Assignment: From the entries below, please output exactly the lines starting at the one containing "Find the white baseball" and ending at the one containing "Find the spectator in blue", both included.

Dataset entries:
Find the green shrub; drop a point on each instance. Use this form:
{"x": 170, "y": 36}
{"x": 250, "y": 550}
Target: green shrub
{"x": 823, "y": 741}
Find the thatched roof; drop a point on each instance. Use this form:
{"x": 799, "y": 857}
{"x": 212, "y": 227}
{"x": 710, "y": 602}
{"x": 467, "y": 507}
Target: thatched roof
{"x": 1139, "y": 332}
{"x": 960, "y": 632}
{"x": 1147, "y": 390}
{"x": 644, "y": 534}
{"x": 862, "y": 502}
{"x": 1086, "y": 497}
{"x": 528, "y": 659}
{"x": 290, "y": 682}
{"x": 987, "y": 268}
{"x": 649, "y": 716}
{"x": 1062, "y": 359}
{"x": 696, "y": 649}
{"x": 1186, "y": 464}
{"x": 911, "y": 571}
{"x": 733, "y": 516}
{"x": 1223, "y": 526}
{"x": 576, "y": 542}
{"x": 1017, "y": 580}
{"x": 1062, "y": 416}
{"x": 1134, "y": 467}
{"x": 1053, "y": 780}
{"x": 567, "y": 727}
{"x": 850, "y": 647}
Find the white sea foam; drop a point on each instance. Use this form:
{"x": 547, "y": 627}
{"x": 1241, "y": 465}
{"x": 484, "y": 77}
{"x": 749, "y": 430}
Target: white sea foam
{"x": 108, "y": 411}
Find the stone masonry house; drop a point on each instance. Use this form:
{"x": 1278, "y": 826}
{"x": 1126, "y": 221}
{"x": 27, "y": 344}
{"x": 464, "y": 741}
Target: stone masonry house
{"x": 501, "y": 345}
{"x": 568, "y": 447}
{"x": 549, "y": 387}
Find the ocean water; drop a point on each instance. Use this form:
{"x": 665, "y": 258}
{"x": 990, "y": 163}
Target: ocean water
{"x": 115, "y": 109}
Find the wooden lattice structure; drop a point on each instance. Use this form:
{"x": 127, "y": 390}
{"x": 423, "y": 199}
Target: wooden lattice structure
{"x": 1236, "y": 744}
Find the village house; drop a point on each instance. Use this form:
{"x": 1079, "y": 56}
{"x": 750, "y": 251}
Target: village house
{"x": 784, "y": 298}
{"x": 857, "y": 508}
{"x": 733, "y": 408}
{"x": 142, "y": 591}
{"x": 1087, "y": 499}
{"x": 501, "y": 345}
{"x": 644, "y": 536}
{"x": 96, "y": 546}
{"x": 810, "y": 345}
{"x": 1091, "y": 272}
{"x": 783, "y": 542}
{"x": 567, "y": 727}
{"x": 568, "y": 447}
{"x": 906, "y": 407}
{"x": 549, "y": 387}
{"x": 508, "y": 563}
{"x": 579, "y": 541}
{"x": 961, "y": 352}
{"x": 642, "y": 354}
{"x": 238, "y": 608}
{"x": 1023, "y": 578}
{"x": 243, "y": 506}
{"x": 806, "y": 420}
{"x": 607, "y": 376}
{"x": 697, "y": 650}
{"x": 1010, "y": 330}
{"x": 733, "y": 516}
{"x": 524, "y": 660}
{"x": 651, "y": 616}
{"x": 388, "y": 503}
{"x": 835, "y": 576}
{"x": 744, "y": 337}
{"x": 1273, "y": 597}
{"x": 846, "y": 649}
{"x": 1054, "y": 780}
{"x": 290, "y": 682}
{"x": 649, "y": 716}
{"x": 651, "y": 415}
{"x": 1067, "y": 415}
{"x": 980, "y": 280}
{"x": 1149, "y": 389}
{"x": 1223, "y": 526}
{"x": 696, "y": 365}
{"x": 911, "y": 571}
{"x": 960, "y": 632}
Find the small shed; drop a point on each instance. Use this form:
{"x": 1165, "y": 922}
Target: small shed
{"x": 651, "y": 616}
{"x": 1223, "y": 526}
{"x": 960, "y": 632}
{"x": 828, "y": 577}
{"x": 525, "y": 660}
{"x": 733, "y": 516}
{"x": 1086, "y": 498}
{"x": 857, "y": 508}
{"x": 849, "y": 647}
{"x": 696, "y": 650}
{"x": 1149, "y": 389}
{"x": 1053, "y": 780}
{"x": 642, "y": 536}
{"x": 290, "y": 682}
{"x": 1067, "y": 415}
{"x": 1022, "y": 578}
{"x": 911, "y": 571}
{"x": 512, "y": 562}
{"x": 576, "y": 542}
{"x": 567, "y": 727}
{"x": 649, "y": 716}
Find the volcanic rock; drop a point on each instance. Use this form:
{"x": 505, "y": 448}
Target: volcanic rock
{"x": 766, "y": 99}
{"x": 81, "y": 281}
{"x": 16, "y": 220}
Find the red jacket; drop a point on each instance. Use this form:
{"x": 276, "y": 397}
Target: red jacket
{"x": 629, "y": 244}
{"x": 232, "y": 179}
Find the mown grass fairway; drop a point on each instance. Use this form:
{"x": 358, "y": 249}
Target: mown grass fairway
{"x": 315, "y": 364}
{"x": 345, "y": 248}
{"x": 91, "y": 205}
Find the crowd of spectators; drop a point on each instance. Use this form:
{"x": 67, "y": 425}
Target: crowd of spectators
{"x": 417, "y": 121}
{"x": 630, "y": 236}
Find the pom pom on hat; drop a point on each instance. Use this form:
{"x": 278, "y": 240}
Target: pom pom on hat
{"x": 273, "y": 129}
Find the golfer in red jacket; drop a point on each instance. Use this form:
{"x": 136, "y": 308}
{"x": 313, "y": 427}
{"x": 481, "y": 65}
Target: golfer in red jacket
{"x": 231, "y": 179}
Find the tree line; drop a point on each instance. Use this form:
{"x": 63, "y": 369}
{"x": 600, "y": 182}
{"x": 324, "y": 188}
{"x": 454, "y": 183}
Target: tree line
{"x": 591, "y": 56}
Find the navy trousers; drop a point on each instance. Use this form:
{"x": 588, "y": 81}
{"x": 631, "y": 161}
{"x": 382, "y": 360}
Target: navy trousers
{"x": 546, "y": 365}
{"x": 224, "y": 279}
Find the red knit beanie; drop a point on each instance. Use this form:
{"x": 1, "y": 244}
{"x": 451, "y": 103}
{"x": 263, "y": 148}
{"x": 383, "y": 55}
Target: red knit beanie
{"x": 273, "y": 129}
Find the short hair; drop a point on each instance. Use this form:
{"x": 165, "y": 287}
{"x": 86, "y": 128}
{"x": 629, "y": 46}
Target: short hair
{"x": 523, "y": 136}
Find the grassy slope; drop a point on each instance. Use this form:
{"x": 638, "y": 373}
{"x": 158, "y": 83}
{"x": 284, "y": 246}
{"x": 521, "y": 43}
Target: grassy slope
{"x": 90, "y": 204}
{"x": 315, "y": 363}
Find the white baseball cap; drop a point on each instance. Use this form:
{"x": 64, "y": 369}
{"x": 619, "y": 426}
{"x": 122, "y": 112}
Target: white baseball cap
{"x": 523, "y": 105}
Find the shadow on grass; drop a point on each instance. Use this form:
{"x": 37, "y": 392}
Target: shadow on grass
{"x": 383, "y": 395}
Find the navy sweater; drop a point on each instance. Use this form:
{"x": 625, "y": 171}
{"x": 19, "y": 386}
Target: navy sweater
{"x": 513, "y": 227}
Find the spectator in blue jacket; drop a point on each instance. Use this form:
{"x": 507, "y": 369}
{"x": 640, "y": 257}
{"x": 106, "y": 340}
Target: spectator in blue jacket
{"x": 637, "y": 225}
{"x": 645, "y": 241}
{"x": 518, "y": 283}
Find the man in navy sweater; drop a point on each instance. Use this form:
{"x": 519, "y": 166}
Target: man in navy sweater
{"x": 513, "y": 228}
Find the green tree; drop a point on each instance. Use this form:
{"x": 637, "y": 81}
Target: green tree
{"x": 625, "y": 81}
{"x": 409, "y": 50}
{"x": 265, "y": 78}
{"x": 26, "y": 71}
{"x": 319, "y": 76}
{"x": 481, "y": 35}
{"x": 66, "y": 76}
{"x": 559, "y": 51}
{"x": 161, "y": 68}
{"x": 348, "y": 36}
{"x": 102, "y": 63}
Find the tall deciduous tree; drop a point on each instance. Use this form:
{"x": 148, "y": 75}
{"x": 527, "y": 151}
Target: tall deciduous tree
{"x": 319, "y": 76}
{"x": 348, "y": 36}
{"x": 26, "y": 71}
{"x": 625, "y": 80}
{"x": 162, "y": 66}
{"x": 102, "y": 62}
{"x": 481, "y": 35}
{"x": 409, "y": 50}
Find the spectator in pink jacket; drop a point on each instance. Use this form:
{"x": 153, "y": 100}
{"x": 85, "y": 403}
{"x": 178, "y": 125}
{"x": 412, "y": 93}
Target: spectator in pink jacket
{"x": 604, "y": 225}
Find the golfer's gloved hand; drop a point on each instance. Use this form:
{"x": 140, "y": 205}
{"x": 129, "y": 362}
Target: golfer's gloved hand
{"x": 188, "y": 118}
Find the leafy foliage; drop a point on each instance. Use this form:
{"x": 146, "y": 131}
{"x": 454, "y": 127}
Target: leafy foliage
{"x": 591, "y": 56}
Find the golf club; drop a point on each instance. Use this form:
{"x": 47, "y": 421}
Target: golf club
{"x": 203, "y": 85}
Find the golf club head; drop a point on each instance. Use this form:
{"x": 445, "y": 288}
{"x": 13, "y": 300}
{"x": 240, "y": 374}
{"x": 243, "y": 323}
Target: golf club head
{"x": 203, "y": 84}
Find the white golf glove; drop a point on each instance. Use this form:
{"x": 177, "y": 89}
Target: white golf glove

Exercise solution:
Find the white baseball cap; drop a point on each instance. Use this form:
{"x": 64, "y": 369}
{"x": 619, "y": 426}
{"x": 122, "y": 112}
Target: white baseball cap
{"x": 523, "y": 105}
Find the shadow on grass; drop a point on each instance. Use this form:
{"x": 37, "y": 392}
Target: shadow on grass
{"x": 383, "y": 395}
Find the navy sweater; drop a point on each instance. Use this form:
{"x": 625, "y": 171}
{"x": 19, "y": 386}
Target: navy sweater
{"x": 513, "y": 227}
Find the spectator in blue jacket; drop a point on each instance. Use this form:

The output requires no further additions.